Given text:

Pulmonary embolism (PE) is a life-threatening disease, responsible for up to 300 000 deaths annually in the US, ranking among the leading causes of cardiovascular mortality [1]. Systemic thrombolytic therapy is recommended for patients with high-risk PE [2]. Yet, thrombolysis is contraindicated or has failed in numerous patients. Surgical or percutaneous catheter-directed therapies are alternative treatment options. We present a case of massive pulmonary embolism in a patient with high-risk PE, visualized during pulmonary angiography and extracted en bloc by surgical embolectomy.
A 53-year-old woman with a history of subarachnoid hemorrhage 30 days earlier was admitted to the Intensive Cardiac Care unit with high-risk PE (Pulmonary Embolism Severity Index class IV). The patient was consulted within the local Pulmonary Embolism Response Team (PERT) – regarding progressive hemodynamical deterioration, high risk of death and the absolute contraindication to systemic thrombolysis, the patient was referred for immediate percutaneous catheter-based intervention. Since no persistent bleeding was seen on the control head computed tomography, the consulting neurosurgeon supported the proposed interventional treatment.
In the catheterization laboratory, the patient presented with tachycardia of 120 beats/min, invasively measured aortic pressure (AoP) 91/53 mm Hg (mean: 65 mm Hg) and pulmonary arterial pressure (PAP) 50/22 mm Hg (mean: 31 mm Hg). Pulmonary angiography demonstrated free-floating thrombi located in the proximal part and in all segmental branches of the right pulmonary artery, and within the inferior lobe branches on the left side (Figures 1 A, B). Percutaneous thrombectomy using the Cleaner XT Rotational Thrombectomy System was performed in the proximal part of the right pulmonary artery. Due to suboptimal results of rotational defragmentation, thrombi were additionally aspired using the Indigo System 8F Penumbra (Figure 1 C). The percutaneous procedure allowed for transient hemodynamic stabilization, as indicated by the heart rate of 90 beats/min, AoP 126/82 mm Hg (mean: 95 mm Hg) and PAP 46/19 mm Hg (mean: 28 mm Hg). However, the clinical result was insufficient, since the patient still required substantial inotropic support. One day later, surgical embolectomy was performed, enabling extraction of fresh thrombus and well-organized thrombotic lesions from both right and left pulmonary arteries (Figure 1 D), resulting in a further decrease in PAP to 25/13 mm Hg (mean: 17 mm Hg). The thrombi extracted from the right pulmonary artery were fragmented due to the preceding mechanical thrombectomy, whereas the thrombi from the left pulmonary artery were removed en bloc.

Dataset extract:
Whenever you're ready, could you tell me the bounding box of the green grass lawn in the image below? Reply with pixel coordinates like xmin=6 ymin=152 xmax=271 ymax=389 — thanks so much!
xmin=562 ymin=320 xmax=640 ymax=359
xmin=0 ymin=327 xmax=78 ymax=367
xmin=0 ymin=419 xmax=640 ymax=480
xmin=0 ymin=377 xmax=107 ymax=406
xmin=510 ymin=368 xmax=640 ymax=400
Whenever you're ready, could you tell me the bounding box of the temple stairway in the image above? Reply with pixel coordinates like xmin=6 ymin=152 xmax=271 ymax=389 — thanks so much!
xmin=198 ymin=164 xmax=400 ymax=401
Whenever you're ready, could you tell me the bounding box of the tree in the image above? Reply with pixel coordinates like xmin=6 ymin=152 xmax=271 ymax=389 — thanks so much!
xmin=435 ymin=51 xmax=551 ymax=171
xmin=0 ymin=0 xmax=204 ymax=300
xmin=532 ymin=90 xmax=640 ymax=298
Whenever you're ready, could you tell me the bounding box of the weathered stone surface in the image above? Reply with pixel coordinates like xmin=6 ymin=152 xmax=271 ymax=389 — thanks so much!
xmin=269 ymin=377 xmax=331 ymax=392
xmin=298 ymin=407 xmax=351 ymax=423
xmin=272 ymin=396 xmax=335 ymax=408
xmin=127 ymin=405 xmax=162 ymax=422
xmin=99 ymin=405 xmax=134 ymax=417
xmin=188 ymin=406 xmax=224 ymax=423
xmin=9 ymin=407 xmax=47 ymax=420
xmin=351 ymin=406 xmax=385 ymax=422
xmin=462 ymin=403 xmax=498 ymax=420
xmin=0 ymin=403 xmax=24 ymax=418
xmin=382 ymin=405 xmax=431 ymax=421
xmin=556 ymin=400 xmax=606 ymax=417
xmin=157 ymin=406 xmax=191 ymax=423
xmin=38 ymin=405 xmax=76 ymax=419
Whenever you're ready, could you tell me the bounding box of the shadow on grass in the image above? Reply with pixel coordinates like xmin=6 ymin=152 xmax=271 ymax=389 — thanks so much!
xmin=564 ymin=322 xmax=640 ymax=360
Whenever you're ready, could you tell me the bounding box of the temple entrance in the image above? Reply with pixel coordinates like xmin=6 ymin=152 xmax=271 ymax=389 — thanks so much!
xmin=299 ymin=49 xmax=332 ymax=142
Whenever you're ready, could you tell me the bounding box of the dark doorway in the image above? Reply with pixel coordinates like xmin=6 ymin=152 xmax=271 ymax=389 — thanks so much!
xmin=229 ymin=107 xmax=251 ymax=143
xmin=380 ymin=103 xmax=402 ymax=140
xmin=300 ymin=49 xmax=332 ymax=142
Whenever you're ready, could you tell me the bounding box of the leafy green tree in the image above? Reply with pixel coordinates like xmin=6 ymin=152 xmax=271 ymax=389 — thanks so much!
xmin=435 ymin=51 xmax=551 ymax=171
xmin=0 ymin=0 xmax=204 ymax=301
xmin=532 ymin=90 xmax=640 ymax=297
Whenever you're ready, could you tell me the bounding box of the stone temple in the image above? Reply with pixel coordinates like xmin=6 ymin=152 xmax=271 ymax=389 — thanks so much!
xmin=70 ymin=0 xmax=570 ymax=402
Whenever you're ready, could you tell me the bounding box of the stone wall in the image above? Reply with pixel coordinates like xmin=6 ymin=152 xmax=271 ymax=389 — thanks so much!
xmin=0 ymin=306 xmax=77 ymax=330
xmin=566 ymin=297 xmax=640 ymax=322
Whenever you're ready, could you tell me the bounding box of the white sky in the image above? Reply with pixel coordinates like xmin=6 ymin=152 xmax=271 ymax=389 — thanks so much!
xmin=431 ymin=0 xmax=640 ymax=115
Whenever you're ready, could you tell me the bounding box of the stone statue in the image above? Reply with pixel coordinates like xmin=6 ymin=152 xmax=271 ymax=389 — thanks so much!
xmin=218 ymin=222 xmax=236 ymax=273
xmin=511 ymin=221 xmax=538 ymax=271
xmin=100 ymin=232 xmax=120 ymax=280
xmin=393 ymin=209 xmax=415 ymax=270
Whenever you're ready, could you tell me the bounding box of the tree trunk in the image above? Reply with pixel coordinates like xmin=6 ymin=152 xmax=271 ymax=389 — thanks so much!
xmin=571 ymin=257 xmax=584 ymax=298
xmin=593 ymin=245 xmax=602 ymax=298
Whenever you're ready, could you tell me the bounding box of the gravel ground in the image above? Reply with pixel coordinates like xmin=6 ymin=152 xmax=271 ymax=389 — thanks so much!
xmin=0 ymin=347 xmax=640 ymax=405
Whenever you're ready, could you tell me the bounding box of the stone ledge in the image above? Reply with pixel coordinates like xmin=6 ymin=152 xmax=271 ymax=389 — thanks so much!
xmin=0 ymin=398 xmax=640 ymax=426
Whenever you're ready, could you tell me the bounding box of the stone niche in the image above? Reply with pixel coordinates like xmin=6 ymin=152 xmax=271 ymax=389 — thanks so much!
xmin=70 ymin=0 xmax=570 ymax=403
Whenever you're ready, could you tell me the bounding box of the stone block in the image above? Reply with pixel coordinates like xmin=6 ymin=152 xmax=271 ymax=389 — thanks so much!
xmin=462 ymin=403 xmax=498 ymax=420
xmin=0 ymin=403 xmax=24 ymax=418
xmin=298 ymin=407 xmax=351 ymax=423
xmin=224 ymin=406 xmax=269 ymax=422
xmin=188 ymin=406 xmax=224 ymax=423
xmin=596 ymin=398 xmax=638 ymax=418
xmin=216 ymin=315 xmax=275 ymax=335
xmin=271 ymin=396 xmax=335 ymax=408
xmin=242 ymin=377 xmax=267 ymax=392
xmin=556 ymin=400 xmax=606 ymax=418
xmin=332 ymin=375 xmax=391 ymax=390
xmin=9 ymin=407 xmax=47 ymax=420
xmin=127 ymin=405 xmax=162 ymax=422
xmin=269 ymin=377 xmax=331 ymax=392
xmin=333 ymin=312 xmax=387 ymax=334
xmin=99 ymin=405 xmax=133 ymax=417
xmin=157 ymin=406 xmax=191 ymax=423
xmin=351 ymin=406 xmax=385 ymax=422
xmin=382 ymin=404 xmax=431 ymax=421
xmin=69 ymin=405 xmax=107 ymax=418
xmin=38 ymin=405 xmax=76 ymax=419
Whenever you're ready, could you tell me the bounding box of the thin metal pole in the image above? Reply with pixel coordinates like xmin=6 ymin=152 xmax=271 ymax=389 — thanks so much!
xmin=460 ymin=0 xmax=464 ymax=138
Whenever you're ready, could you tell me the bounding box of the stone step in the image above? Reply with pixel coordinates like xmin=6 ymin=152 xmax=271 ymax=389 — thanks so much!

Requirement:
Reproduce from the pulmonary embolism text the passage that begins with the words "Pulmonary embolism (PE)" and ends with "by surgical embolectomy.".

Answer section:
Pulmonary embolism (PE) is a life-threatening disease, responsible for up to 300 000 deaths annually in the US, ranking among the leading causes of cardiovascular mortality [1]. Systemic thrombolytic therapy is recommended for patients with high-risk PE [2]. Yet, thrombolysis is contraindicated or has failed in numerous patients. Surgical or percutaneous catheter-directed therapies are alternative treatment options. We present a case of massive pulmonary embolism in a patient with high-risk PE, visualized during pulmonary angiography and extracted en bloc by surgical embolectomy.